'''
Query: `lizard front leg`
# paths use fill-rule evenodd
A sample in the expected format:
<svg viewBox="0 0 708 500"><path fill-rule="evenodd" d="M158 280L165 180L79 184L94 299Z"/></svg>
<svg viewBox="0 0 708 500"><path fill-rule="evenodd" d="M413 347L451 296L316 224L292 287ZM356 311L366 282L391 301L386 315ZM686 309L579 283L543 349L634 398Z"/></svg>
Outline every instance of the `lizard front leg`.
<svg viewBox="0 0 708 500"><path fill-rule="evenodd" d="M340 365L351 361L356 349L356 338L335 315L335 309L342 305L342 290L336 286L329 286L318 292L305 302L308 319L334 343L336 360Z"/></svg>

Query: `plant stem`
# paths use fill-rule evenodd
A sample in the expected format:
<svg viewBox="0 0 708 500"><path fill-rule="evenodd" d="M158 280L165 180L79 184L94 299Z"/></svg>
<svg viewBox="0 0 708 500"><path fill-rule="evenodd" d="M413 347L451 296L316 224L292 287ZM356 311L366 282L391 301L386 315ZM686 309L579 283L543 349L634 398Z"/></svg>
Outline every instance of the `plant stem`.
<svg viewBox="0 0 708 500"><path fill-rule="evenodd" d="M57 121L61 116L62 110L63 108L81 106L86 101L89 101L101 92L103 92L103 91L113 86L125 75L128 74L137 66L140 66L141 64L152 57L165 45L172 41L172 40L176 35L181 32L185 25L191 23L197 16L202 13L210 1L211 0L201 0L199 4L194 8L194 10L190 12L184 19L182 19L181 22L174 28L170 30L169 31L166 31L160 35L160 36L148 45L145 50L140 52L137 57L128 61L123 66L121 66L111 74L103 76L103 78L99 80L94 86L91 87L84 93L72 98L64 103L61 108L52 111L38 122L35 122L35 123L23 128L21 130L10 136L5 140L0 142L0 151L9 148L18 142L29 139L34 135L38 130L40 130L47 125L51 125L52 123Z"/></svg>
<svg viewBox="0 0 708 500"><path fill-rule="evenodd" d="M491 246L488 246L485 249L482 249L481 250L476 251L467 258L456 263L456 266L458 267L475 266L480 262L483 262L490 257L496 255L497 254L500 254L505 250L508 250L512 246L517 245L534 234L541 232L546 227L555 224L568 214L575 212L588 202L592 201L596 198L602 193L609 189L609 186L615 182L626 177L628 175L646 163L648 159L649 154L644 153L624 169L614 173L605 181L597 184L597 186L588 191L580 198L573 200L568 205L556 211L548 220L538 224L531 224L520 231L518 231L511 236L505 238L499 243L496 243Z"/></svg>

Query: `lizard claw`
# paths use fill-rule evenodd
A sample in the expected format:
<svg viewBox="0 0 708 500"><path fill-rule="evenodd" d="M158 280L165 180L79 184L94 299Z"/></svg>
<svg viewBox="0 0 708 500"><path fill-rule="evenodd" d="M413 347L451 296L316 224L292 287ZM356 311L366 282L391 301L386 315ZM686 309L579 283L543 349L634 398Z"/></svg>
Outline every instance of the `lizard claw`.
'''
**Zadanie do rozwiązania**
Zmień w całym powyższym listingu każde wystąpienie "lizard" na "gecko" i przepisz go ponownie, nie zmieniając niczego więcej.

**Odpowiedź do ćwiczenia**
Query: `gecko front leg`
# paths use fill-rule evenodd
A sample in the expected format:
<svg viewBox="0 0 708 500"><path fill-rule="evenodd" d="M158 280L165 180L79 184L94 299Z"/></svg>
<svg viewBox="0 0 708 500"><path fill-rule="evenodd" d="M413 347L451 296L316 224L292 287ZM356 311L366 282L391 301L386 315ZM686 309L579 283L543 349L634 398Z"/></svg>
Outline every instance of the `gecko front leg`.
<svg viewBox="0 0 708 500"><path fill-rule="evenodd" d="M340 365L351 361L356 349L356 338L335 315L335 309L342 305L342 290L336 286L329 286L318 292L305 302L308 319L334 343L336 360Z"/></svg>

Query: `plant stem`
# paths use fill-rule evenodd
A sample in the expected format:
<svg viewBox="0 0 708 500"><path fill-rule="evenodd" d="M158 280L165 180L79 184L94 299Z"/></svg>
<svg viewBox="0 0 708 500"><path fill-rule="evenodd" d="M413 347L451 296L316 224L292 287ZM356 311L366 282L391 301L386 315ZM686 309L579 283L543 349L634 398Z"/></svg>
Outline every instance of the `plant stem`.
<svg viewBox="0 0 708 500"><path fill-rule="evenodd" d="M57 121L61 116L62 110L63 108L81 106L86 101L89 101L101 92L103 92L103 91L113 86L125 75L128 74L137 66L140 66L141 64L152 57L165 45L172 41L172 40L176 35L181 32L185 25L191 23L197 16L202 13L210 1L211 0L201 0L199 4L194 8L194 10L190 12L184 19L182 19L181 22L174 28L170 30L169 31L166 31L160 35L160 36L148 45L145 50L140 52L137 57L128 61L123 66L121 66L111 74L103 76L103 78L99 80L94 86L91 87L84 93L72 98L64 103L61 108L52 111L38 122L35 122L35 123L23 128L21 130L10 136L5 140L0 142L0 151L9 148L18 142L29 139L34 135L38 130L40 130L47 125L51 125L52 123Z"/></svg>
<svg viewBox="0 0 708 500"><path fill-rule="evenodd" d="M491 246L488 246L485 249L482 249L481 250L476 251L467 258L456 263L456 266L458 267L475 266L480 262L483 262L490 257L496 255L497 254L500 254L505 250L508 250L512 246L517 245L534 234L541 232L546 227L555 224L568 214L575 212L588 202L592 201L596 198L602 193L609 189L609 186L615 182L626 177L628 175L646 163L648 159L649 154L644 153L624 169L614 173L605 181L597 184L597 186L588 191L580 198L573 200L568 205L556 211L548 220L538 224L531 224L520 231L518 231L511 236L505 238L499 243L496 243Z"/></svg>

Query: `gecko claw`
# paths use fill-rule evenodd
A sample in the expected format:
<svg viewBox="0 0 708 500"><path fill-rule="evenodd" d="M158 280L165 180L79 184L94 299Z"/></svg>
<svg viewBox="0 0 708 500"><path fill-rule="evenodd" d="M413 347L451 296L316 224L292 287ZM356 311L366 282L391 301L386 315ZM686 309L579 283L543 349L634 398Z"/></svg>
Outline every instance of the `gecko claw`.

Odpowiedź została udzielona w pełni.